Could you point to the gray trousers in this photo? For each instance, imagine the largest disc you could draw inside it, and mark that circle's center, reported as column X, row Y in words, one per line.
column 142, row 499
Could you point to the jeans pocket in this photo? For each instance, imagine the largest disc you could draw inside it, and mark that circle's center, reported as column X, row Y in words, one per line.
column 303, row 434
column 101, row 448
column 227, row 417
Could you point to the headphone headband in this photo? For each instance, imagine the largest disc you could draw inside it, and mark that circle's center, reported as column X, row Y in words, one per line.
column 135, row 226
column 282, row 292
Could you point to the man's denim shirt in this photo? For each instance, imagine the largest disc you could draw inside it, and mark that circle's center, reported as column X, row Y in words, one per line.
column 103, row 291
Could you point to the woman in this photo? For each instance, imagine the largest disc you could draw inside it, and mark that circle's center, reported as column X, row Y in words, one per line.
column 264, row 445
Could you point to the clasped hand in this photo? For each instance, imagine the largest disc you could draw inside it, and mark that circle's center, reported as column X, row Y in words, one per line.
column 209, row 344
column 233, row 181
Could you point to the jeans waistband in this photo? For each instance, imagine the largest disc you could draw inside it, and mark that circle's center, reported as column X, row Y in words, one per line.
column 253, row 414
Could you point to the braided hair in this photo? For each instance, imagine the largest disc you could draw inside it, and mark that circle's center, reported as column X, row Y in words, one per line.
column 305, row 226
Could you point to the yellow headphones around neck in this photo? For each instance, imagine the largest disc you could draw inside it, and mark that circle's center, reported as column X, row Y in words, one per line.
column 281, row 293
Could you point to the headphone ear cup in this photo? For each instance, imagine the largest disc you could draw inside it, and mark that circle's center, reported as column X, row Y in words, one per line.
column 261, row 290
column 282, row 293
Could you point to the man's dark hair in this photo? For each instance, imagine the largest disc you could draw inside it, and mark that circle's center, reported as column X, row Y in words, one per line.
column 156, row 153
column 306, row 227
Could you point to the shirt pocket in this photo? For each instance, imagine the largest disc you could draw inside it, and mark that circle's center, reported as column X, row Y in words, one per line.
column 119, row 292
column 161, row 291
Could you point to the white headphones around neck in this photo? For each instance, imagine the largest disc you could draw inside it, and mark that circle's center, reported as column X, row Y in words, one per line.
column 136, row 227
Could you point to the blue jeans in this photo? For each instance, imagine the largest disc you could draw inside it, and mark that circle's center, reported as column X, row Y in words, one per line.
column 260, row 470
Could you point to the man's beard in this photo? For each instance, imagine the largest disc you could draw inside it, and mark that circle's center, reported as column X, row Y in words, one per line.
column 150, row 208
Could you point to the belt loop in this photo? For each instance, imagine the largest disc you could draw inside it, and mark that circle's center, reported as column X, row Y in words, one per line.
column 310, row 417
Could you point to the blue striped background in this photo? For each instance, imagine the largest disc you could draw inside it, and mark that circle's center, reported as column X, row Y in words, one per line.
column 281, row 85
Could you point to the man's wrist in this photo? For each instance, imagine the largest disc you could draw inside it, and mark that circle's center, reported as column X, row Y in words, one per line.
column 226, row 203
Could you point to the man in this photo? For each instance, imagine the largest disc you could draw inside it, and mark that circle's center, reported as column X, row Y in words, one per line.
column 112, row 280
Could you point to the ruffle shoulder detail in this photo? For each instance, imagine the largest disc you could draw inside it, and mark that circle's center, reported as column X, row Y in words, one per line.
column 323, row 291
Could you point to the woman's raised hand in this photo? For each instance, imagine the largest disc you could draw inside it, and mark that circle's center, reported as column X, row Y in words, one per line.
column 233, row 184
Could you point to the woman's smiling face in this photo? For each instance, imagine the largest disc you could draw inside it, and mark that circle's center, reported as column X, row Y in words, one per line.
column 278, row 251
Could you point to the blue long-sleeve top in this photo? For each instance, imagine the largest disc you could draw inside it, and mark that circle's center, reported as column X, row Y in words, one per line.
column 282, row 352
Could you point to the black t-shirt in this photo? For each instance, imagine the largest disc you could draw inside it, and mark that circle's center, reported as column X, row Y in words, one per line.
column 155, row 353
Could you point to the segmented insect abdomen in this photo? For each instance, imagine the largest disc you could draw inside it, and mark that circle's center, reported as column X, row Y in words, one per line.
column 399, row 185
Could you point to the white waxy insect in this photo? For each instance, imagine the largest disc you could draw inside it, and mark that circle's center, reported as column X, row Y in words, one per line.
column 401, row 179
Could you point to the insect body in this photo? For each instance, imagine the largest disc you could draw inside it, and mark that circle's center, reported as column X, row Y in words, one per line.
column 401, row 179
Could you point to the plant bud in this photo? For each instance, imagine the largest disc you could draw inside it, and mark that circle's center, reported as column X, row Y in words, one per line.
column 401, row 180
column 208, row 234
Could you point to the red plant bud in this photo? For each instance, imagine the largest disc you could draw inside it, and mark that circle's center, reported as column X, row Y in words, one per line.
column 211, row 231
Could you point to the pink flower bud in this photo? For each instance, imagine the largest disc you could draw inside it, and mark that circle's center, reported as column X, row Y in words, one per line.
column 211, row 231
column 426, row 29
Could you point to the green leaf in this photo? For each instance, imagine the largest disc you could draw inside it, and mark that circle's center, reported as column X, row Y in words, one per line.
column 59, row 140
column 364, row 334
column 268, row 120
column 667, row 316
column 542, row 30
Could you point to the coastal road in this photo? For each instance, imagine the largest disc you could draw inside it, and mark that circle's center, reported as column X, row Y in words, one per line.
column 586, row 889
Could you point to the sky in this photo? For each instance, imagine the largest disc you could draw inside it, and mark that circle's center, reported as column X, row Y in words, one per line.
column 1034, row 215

· · · ·

Set down all of the entries again, keeping every line exactly as it is.

* **Written solution**
Could you point to the gray trousers in this photo? For each instance, imagine the largest disc you could draw inside it, and mark that circle's center, reported as column X, row Y in words, one per line.
column 142, row 499
Could you point to the jeans pocket in this photo? For each instance, imagine the largest disc you could draw inside it, and mark that circle's center, reported as column X, row Y in words, one per line.
column 303, row 434
column 101, row 448
column 227, row 417
Could you point to the headphone headband in this photo? For each instance, imagine the largest disc you could draw inside it, and mark that circle's center, reported as column X, row Y in words, one per line.
column 135, row 226
column 282, row 292
Could you point to the man's denim shirt in this photo? For each instance, imagine the largest disc you could draw inside it, and mark that circle's center, reported as column X, row Y in words, one per line.
column 103, row 291
Could you point to the woman in this photo? For each instance, imagine the largest disc you could draw inside it, and mark that circle's center, reported as column X, row Y in words, one per line.
column 264, row 445
Could you point to the clasped hand in this photo? For each instance, imagine the largest disc you could draw inside it, and mark that circle's center, reported as column X, row Y in words, one per line.
column 209, row 344
column 233, row 181
Could you point to the jeans waistband in this photo? For each instance, imagine the largest disc you could draw inside it, and mark that circle's center, reported as column X, row Y in words, one per line.
column 253, row 414
Could you point to the braided hair in this photo? For each instance, imagine the largest disc you could draw inside it, and mark that circle's center, reported as column X, row Y in words, one per line.
column 305, row 226
Could you point to the yellow headphones around neck in this photo? For each instance, imagine the largest disc you could draw inside it, and mark that circle's center, reported as column X, row Y in words, one per line.
column 281, row 293
Could you point to the headphone ear cup in this photo? For each instance, imagine the largest disc you could draw inside it, and mark that circle's center, reported as column X, row Y in words, one per line.
column 261, row 290
column 282, row 293
Could you point to the man's dark hair in this photo? For each instance, imagine the largest disc you could draw inside it, and mark that circle's center, reported as column X, row Y in words, one per line.
column 156, row 153
column 306, row 227
Could you point to the shirt pocket in this photo? For each instance, imagine the largest disc you could draw inside it, and mark that circle's center, reported as column X, row Y in words, one per line.
column 119, row 292
column 161, row 291
Could you point to the white headphones around neck in this photo? For each instance, imagine the largest disc you could draw inside it, and mark that circle's center, reported as column X, row Y in words, one per line.
column 136, row 227
Could you point to the blue jeans in this photo? For each instance, imagine the largest disc you could draw inside it, and mark that circle's center, reported as column X, row Y in words, one per line.
column 260, row 470
Could you point to the man's beard in this photo? For each instance, imagine the largest disc you could draw inside it, and mark that circle's center, reported as column X, row Y in words, one per line.
column 150, row 208
Could you point to the belt loop in this photo? For each instance, imagine the largest disc you could draw inside it, and mark that circle's center, reported as column X, row Y in words, one per line.
column 310, row 417
Could you point to the blue striped background in this photo? For each instance, imagine the largest disc you could draw inside it, and mark that circle's center, reported as column X, row Y in words, one per line.
column 281, row 85
Could you point to the man's wrist in this photo? For each instance, imagine the largest disc you could draw inside it, and mark that circle's center, reported as column X, row Y in words, one per line.
column 226, row 203
Could you point to the man in this photo? For each instance, imagine the largest disc you could draw inside it, and mark that circle's center, reported as column X, row Y in words, one per line.
column 112, row 280
Could you point to the ruffle shoulder detail in this photo? For each instance, imagine the largest disc you could draw inside it, and mark that circle's center, reported as column X, row Y in words, one per line.
column 323, row 291
Could you point to the woman's raised hand in this photo? For each instance, imagine the largest disc you could draw inside it, and mark that circle's center, reported as column X, row Y in words, one per line.
column 233, row 184
Could you point to the woman's smiling face in this photo? For each instance, imagine the largest disc you could draw inside it, and mark that circle's center, reported as column X, row Y in words, one per line.
column 278, row 251
Could you point to the blue long-sleeve top in this photo? For each instance, imagine the largest disc you could draw inside it, and mark that circle's center, reported as column X, row Y in words, one per line.
column 282, row 352
Could you point to the black t-shirt in this photo? For each instance, imagine the largest disc you could draw inside it, and mark that circle's center, reported as column X, row Y in words, one per line.
column 155, row 353
Could you point to the segmented insect abdomen in this photo? For each instance, imagine the largest disc you could draw inside it, and mark that circle's center, reported as column X, row Y in words, one per line.
column 399, row 185
Could you point to the white waxy insect in this photo? For each instance, imagine the largest disc you could draw inside it, and mark that circle's center, reported as column X, row Y in words, one per line.
column 401, row 179
Could you point to the insect body in this photo? For each instance, imagine the largest disc you could draw inside it, and mark that circle's center, reported as column X, row Y in words, one per line.
column 401, row 179
Could you point to the plant bud in this photo? For each instance, imagine the largest disc you could draw inside it, and mark that circle's center, reported as column X, row Y in words, one per line.
column 401, row 180
column 208, row 234
Could you point to the red plant bud in this photo? For each instance, imagine the largest disc you could draw inside it, and mark that circle's center, reported as column X, row Y in words, one per line.
column 211, row 231
Could you point to the pink flower bud in this photo? For each instance, imagine the largest disc you could draw inside it, and mark that circle's center, reported as column X, row Y in words, one per line.
column 211, row 231
column 426, row 29
Could you point to the green leaf in this photo? For each instance, imagine the largest disc you could draw inside it, and mark that circle's center, reported as column X, row Y in words, one per line.
column 59, row 140
column 364, row 334
column 268, row 120
column 667, row 316
column 542, row 30
Could you point to the coastal road in this photo? For each instance, imagine the largest disc you could draw inside it, and mark that circle's center, reported as column X, row Y in words, one per line.
column 586, row 889
Could you point to the sky in this photo? For each instance, imagine the largest disc you could draw inside it, and mark that circle's center, reported as column X, row Y in words, one per line.
column 1034, row 215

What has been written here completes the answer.